» **REQUIRED TASK**
Convert the data below into a Markdown table with two columns, Row and Line, giving each non-blank line its own numbered row in order and omitting blank lines.

» **DATA SUPPLIED**
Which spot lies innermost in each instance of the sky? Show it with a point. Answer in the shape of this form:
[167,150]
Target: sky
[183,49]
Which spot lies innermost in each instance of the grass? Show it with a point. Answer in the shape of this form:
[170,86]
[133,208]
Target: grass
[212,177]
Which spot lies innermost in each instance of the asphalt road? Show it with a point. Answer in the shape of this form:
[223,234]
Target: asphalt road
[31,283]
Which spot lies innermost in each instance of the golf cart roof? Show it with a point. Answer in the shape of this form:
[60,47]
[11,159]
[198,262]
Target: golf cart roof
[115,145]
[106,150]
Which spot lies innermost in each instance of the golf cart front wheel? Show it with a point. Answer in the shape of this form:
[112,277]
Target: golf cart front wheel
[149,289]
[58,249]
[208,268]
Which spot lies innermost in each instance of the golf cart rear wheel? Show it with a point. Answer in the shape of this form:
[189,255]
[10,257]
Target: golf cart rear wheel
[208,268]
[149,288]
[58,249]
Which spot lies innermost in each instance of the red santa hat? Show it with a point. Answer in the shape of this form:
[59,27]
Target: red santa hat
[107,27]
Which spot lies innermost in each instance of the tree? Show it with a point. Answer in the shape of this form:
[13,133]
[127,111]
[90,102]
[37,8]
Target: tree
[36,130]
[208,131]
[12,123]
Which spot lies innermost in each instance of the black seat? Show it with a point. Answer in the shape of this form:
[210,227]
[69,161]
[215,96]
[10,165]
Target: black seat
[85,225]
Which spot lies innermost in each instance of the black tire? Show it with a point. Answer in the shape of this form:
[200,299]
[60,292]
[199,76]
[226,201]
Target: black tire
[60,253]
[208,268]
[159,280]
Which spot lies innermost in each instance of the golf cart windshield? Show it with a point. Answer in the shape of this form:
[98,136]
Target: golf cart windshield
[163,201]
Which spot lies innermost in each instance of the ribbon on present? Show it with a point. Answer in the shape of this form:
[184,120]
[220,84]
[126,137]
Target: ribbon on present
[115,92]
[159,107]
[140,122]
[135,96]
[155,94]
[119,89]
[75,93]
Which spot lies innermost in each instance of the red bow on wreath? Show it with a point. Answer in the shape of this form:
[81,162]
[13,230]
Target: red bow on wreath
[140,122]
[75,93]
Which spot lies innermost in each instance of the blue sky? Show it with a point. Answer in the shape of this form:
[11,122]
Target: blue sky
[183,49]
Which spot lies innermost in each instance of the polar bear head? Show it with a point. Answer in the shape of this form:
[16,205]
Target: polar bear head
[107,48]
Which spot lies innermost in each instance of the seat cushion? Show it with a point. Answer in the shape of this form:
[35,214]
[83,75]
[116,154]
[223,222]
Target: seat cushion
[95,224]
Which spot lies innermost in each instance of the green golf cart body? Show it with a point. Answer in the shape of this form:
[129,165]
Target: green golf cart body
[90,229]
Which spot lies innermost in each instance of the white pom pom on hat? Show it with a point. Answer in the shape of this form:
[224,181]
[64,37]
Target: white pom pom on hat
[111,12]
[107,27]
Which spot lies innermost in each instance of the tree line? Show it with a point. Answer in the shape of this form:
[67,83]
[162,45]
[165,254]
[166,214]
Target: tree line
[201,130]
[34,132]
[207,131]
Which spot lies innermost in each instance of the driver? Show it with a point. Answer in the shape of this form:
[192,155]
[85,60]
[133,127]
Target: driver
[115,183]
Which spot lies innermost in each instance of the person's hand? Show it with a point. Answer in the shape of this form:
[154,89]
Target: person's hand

» **EXPECTED OUTPUT**
| Row | Line |
|---|---|
| 1 | Which spot lies innermost in each instance of the sky? Show it with a point. Answer in the shape of this form: |
| 2 | [167,150] |
| 3 | Target: sky |
| 4 | [183,49] |
| 5 | Which spot lies innermost in each instance of the grass? Show it with a point. Answer in the shape of this form: |
| 6 | [170,86] |
| 7 | [133,208] |
| 8 | Target: grass |
| 9 | [212,177] |
| 10 | Which spot lies innermost in each instance of the asphalt road? Show it with a point. Answer in the shape of this form: |
| 11 | [223,234] |
| 12 | Target: asphalt road |
| 13 | [31,283] |
| 14 | Which spot lies innermost in each instance of the golf cart roof? Show it with a point. Answer in the shape of this form: |
| 15 | [60,47] |
| 16 | [11,159] |
| 17 | [198,262] |
| 18 | Target: golf cart roof |
| 19 | [115,145] |
| 20 | [106,150] |
| 21 | Which spot lies innermost in each instance of the golf cart front wheel? Show it with a point. Answer in the shape of this form: |
| 22 | [112,277] |
| 23 | Target: golf cart front wheel |
| 24 | [149,289] |
| 25 | [58,249] |
| 26 | [208,268] |
| 27 | Which spot lies innermost in each instance of the golf cart rear wheel? Show it with a point. Answer in the shape of this form: |
| 28 | [189,255] |
| 29 | [10,257] |
| 30 | Target: golf cart rear wheel |
| 31 | [208,268] |
| 32 | [149,288] |
| 33 | [58,249] |
| 34 | Which spot lies innermost in each instance of the red santa hat? Show it with a point. Answer in the shape of this form: |
| 35 | [59,27] |
| 36 | Target: red santa hat |
| 37 | [107,27] |
| 38 | Which spot lies innermost in each instance of the tree? Show it with a point. Answer in the shape of this form: |
| 39 | [13,133] |
| 40 | [127,111] |
| 41 | [90,102] |
| 42 | [37,8] |
| 43 | Target: tree |
| 44 | [36,130] |
| 45 | [208,131] |
| 46 | [12,123] |
| 47 | Which spot lies innermost in each instance of the black seat? Show it with a point. Answer in the shape of this form: |
| 48 | [210,227] |
| 49 | [69,161] |
| 50 | [215,96] |
| 51 | [10,165] |
| 52 | Target: black seat |
| 53 | [85,225] |
| 54 | Which spot lies innermost in each instance of the black tire? Show it with a point. Answer in the shape of this form: |
| 55 | [200,299] |
| 56 | [60,292] |
| 57 | [199,76] |
| 58 | [226,201] |
| 59 | Target: black tire |
| 60 | [60,253] |
| 61 | [208,268] |
| 62 | [159,280] |
| 63 | Which spot lies innermost in each instance of the golf cart windshield? Show it with a point. Answer in the shape of this form: |
| 64 | [98,136] |
| 65 | Target: golf cart windshield |
| 66 | [163,201] |
| 67 | Which spot lies innermost in each instance of the ribbon on present? Show it with a point. Answer in the shape of this form: |
| 68 | [184,120] |
| 69 | [220,84] |
| 70 | [126,137] |
| 71 | Target: ribbon on present |
| 72 | [115,92] |
| 73 | [159,107] |
| 74 | [140,122] |
| 75 | [135,96] |
| 76 | [155,94] |
| 77 | [119,89] |
| 78 | [75,93] |
| 79 | Which spot lies innermost in each instance of the red bow on wreath? Show it with a point. Answer in the shape of this form: |
| 80 | [81,162] |
| 81 | [13,230] |
| 82 | Target: red bow on wreath |
| 83 | [140,122] |
| 84 | [75,93] |
| 85 | Which spot lies innermost in each instance of the blue sky? Show it with a point. Answer in the shape of this form: |
| 86 | [11,122] |
| 87 | Target: blue sky |
| 88 | [183,49] |
| 89 | Which spot lies innermost in each instance of the polar bear head? Show it with a point. Answer in the shape of this form: |
| 90 | [16,205] |
| 91 | Target: polar bear head |
| 92 | [107,48] |
| 93 | Which spot lies innermost in each instance of the seat cushion? Show it with a point. Answer in the shape of this form: |
| 94 | [35,214] |
| 95 | [83,75] |
| 96 | [116,154] |
| 97 | [223,222] |
| 98 | Target: seat cushion |
| 99 | [95,224] |
| 100 | Which spot lies innermost in each instance of the green golf cart body? Show it with a point. Answer in the shape of this form: |
| 101 | [129,165] |
| 102 | Target: green golf cart body |
| 103 | [90,229] |
| 104 | Which spot lies innermost in each instance of the white pom pom on hat? Show it with a point. Answer in the shape of this form: |
| 105 | [224,181] |
| 106 | [64,37] |
| 107 | Target: white pom pom on hat |
| 108 | [111,12] |
| 109 | [107,27] |
| 110 | Which spot lies innermost in each instance of the tree line? Show it with a point. Answer in the shape of this form: |
| 111 | [67,83] |
| 112 | [162,45] |
| 113 | [165,254] |
| 114 | [166,214] |
| 115 | Target: tree line |
| 116 | [201,130] |
| 117 | [34,132] |
| 118 | [207,131] |
| 119 | Which spot lies innermost in each instance of the driver? Show it with a point. Answer in the shape of this form: |
| 120 | [192,155] |
| 121 | [85,60] |
| 122 | [133,127] |
| 123 | Target: driver |
| 124 | [115,183] |
| 125 | Which spot lies innermost in each instance of the person's hand? Show it with a point. Answer in the shape of this form: |
| 126 | [154,89] |
| 127 | Target: person's hand |